▶ WORK TO BE COMPLETED: Print the following records verbatim, omitting the pictures.

▶ LISTING:
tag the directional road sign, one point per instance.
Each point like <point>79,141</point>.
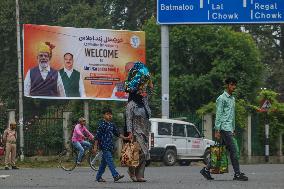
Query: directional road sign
<point>219,11</point>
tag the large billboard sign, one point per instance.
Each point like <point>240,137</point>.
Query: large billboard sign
<point>219,11</point>
<point>79,63</point>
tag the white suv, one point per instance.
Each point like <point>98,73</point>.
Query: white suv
<point>174,141</point>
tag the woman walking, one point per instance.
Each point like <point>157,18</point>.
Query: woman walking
<point>137,116</point>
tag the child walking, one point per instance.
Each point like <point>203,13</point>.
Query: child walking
<point>103,140</point>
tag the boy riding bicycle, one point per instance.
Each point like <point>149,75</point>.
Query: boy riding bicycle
<point>79,136</point>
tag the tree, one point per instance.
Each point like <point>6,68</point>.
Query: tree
<point>8,54</point>
<point>200,59</point>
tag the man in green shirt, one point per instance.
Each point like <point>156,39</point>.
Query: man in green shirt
<point>225,129</point>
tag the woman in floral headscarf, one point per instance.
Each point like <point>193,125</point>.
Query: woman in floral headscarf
<point>138,114</point>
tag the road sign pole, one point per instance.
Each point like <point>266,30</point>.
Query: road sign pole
<point>20,81</point>
<point>165,70</point>
<point>266,139</point>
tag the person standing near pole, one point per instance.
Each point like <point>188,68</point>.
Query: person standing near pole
<point>225,129</point>
<point>138,113</point>
<point>10,141</point>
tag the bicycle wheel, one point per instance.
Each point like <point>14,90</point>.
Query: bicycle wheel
<point>67,159</point>
<point>95,160</point>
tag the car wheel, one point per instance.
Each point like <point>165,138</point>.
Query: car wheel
<point>206,156</point>
<point>184,162</point>
<point>169,158</point>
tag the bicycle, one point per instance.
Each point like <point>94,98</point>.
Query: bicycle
<point>68,158</point>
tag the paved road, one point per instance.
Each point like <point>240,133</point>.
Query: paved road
<point>260,177</point>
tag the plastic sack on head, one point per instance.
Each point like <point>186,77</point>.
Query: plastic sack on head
<point>138,78</point>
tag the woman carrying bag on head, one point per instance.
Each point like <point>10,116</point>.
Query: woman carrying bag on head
<point>137,116</point>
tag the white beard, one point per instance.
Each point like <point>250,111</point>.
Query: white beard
<point>44,64</point>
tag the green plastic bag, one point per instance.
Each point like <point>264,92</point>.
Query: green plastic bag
<point>219,159</point>
<point>235,141</point>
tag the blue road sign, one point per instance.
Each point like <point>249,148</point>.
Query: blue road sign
<point>219,11</point>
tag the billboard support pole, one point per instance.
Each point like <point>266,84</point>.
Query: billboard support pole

▶ CORRECT RESPONSE:
tag the directional road sign, one point per instance.
Each point like <point>79,141</point>.
Query: directional road sign
<point>219,11</point>
tag the large billboard sign, one point per instance.
Each point like <point>240,137</point>.
Query: large billboard sign
<point>219,11</point>
<point>79,63</point>
tag the white suv, one point per instance.
Each point like <point>98,73</point>.
Query: white suv
<point>174,141</point>
tag the woman walking, one point per instance.
Each point like <point>157,18</point>.
Query: woman walking
<point>137,116</point>
tag the child walking, one point per instance.
Each point like <point>203,13</point>.
Query: child walking
<point>103,140</point>
tag the boy riding bicycle, one point per instance.
Each point like <point>149,75</point>.
Query: boy riding bicycle
<point>79,136</point>
tag the tree, one point per instance.
Each point like <point>6,68</point>.
Query: tree
<point>8,54</point>
<point>200,59</point>
tag the man in green shirt, one point per instance.
Each point like <point>156,39</point>.
Query: man in green shirt
<point>225,129</point>
tag the woman in floral headscarf, one point per instance.
Each point like <point>193,125</point>.
Query: woman in floral headscarf
<point>138,114</point>
tag the road sign pole, one point per instance.
Each point like <point>266,30</point>.
Query: road sign pole
<point>20,81</point>
<point>165,70</point>
<point>266,139</point>
tag the person standing near pole, one point per instance.
Each point like <point>188,68</point>.
Query: person standing near pole
<point>225,129</point>
<point>138,113</point>
<point>10,141</point>
tag the bicycle wheel, one point per instance.
Each point like <point>14,90</point>.
Query: bicycle wheel
<point>67,159</point>
<point>95,160</point>
tag the car wheel, one point per instance.
Each point like <point>165,138</point>.
Query: car wheel
<point>206,156</point>
<point>184,162</point>
<point>169,158</point>
tag the bicycle, one point per instance.
Each point like <point>94,98</point>.
Query: bicycle
<point>68,158</point>
tag the paved road, one point per instance.
Each point like <point>240,133</point>.
Query: paved road
<point>260,177</point>
tag the plastic sack on head, one point per instance.
Each point like <point>186,77</point>.
Query: plastic sack on head
<point>138,78</point>
tag the woman carrying bag on head, one point per instance.
Each point like <point>10,116</point>.
Query: woman carrying bag on head
<point>137,116</point>
tag the white beard, one point per instance.
Each point like <point>250,111</point>.
Query: white beard
<point>44,64</point>
tag the green plastic bag, one point per instance.
Each point like <point>264,92</point>.
Query: green plastic bag
<point>219,159</point>
<point>235,141</point>
tag the blue road sign, one point per instance.
Each point like <point>249,148</point>.
Query: blue road sign
<point>219,11</point>
tag the billboard support pole, one point per instance.
Each point like <point>266,84</point>.
Query: billboard support pole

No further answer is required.